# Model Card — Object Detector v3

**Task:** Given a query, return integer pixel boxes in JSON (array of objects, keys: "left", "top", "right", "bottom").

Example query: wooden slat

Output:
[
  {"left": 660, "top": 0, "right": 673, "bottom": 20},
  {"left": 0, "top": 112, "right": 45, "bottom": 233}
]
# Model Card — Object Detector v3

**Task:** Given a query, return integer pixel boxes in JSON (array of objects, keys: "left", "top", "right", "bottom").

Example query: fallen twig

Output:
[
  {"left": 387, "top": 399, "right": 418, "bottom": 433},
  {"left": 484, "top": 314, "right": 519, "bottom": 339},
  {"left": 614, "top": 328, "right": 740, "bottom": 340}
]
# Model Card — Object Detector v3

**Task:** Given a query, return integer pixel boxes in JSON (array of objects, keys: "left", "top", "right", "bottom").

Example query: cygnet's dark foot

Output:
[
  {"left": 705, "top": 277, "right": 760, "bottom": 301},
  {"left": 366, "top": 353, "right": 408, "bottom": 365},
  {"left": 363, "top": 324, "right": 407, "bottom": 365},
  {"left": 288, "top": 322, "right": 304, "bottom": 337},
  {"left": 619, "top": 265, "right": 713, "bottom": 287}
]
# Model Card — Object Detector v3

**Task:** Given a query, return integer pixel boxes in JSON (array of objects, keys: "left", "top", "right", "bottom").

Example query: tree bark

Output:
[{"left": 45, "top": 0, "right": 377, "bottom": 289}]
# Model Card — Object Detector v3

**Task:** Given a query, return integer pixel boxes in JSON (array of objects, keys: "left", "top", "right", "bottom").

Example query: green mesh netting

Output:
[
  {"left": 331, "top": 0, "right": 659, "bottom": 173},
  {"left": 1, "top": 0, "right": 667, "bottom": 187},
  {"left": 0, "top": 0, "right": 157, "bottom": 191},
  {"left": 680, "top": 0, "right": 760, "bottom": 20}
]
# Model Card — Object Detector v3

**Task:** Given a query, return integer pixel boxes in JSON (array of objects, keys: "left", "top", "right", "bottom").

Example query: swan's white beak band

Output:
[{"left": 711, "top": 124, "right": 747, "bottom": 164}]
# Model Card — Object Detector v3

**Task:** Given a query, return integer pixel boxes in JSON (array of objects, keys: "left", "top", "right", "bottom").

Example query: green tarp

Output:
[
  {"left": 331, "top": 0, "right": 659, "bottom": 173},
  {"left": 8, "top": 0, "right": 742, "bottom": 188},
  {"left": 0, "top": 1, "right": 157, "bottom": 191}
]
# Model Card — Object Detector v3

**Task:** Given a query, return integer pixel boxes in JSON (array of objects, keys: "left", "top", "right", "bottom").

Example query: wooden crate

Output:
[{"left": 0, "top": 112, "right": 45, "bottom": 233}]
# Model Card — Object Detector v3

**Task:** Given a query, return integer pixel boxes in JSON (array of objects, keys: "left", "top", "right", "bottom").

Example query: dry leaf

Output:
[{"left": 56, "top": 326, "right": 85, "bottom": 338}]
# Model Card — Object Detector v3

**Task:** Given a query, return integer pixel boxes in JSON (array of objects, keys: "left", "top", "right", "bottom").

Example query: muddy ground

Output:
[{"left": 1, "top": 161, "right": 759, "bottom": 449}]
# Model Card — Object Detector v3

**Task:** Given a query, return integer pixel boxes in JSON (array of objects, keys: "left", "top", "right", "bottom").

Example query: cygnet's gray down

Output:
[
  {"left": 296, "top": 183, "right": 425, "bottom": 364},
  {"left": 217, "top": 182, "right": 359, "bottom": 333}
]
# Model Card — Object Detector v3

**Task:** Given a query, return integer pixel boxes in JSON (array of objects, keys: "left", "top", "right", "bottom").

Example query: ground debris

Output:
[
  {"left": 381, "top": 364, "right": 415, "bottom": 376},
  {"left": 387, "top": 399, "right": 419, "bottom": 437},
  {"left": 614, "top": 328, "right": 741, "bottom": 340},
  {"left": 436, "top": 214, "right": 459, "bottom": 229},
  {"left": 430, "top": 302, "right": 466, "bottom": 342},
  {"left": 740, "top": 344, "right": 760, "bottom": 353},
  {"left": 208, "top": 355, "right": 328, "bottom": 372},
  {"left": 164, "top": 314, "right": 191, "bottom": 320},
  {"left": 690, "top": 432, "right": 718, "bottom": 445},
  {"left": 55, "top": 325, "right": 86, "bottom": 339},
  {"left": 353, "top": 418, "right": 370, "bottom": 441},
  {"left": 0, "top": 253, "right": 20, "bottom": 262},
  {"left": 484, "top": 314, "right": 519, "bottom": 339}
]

■ ■ ■ ■

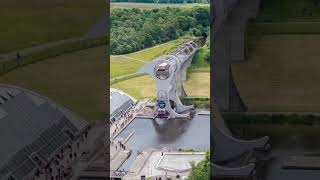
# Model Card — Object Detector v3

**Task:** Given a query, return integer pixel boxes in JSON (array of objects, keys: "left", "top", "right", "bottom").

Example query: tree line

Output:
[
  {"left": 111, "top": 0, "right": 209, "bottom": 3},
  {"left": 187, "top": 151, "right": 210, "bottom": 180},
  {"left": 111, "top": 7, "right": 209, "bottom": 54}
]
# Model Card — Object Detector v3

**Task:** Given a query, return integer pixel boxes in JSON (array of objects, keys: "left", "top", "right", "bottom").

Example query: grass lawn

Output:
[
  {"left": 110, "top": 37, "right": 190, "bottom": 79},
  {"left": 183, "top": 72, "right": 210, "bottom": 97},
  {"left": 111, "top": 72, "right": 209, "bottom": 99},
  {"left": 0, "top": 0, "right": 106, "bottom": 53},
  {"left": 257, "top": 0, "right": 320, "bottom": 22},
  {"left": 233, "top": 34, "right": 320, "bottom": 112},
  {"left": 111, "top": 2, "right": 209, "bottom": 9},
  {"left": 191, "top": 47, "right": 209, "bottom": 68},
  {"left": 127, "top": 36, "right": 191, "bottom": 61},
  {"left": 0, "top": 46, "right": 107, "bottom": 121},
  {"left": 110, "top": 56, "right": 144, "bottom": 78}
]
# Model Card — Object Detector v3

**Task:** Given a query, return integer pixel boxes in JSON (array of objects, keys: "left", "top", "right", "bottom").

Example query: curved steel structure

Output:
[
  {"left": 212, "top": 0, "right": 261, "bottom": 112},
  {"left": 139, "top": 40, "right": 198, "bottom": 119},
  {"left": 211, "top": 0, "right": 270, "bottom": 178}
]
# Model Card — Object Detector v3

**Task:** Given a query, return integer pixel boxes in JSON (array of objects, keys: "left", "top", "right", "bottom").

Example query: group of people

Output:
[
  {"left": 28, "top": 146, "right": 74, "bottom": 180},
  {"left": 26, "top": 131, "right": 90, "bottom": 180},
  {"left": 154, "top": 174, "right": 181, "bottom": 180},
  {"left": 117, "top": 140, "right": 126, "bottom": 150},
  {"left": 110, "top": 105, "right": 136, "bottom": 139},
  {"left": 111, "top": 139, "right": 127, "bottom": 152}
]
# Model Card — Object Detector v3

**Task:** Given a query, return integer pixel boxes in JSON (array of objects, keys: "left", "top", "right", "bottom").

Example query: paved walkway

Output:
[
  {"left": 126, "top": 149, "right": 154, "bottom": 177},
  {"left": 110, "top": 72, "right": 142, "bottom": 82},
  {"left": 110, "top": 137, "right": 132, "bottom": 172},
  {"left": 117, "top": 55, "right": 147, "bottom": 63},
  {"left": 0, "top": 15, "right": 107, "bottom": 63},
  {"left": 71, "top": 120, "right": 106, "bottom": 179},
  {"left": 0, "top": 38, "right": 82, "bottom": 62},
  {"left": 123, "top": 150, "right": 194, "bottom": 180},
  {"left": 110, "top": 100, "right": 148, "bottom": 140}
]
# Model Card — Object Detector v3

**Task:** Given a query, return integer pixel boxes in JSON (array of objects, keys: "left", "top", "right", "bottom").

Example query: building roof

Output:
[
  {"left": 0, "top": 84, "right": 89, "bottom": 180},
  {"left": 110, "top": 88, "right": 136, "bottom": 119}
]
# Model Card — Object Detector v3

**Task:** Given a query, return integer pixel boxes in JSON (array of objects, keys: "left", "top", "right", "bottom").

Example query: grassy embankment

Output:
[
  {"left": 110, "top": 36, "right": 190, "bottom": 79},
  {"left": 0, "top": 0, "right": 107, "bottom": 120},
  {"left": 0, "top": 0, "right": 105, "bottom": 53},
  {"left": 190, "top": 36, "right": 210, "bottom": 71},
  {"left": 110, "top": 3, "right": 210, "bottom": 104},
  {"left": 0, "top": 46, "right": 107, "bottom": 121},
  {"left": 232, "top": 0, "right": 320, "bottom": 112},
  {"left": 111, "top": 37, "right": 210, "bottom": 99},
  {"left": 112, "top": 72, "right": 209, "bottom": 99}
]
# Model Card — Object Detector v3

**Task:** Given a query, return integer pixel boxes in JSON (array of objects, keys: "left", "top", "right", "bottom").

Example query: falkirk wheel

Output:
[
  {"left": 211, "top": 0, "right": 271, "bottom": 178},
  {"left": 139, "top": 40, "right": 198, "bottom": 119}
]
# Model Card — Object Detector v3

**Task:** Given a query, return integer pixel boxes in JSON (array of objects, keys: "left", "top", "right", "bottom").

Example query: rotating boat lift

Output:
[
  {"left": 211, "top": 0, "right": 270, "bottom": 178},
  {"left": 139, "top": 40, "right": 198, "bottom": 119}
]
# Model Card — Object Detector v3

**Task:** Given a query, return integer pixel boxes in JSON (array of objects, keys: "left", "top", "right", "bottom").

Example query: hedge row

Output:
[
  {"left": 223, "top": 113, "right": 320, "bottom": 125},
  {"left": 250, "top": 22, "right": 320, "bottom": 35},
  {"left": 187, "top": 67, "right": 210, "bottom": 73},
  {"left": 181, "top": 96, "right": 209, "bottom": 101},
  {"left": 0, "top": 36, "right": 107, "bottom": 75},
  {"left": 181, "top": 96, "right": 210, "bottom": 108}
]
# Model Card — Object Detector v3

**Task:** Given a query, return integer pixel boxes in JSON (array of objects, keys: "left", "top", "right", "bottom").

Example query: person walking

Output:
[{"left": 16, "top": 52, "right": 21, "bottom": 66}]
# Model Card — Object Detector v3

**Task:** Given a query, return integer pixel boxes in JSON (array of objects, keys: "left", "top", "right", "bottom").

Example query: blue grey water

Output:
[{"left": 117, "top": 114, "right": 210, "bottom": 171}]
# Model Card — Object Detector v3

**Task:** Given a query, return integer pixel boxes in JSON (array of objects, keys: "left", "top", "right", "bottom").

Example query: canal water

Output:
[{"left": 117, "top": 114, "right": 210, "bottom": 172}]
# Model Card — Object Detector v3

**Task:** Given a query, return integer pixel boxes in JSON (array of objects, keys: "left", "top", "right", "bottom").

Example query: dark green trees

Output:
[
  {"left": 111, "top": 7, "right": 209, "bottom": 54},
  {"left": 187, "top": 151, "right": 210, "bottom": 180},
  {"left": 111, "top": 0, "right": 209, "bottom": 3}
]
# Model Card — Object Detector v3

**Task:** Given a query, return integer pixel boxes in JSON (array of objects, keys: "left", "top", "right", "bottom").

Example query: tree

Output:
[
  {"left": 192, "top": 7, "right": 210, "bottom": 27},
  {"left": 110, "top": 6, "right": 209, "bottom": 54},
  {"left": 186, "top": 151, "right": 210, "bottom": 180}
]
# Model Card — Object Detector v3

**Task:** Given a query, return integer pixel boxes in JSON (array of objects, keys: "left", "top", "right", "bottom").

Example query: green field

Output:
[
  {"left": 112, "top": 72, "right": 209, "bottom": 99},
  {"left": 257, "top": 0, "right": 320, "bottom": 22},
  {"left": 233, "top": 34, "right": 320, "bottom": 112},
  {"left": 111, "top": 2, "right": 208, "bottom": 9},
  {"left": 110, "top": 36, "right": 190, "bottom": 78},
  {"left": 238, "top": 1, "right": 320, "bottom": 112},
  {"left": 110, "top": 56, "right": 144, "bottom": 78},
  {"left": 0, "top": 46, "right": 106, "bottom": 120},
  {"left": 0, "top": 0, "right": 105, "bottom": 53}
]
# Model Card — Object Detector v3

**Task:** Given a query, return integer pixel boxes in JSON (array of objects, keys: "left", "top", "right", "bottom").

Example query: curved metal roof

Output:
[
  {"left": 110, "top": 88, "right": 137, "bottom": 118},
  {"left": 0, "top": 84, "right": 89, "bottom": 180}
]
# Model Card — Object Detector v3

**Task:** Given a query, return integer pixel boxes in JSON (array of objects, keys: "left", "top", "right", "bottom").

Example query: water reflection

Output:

■ ■ ■ ■

_TASK TO COMPLETE_
From the entries above, copy each line holding "water".

_YOUR RESPONSE_
Example query: blue grey water
Example query: canal water
Example query: water reflection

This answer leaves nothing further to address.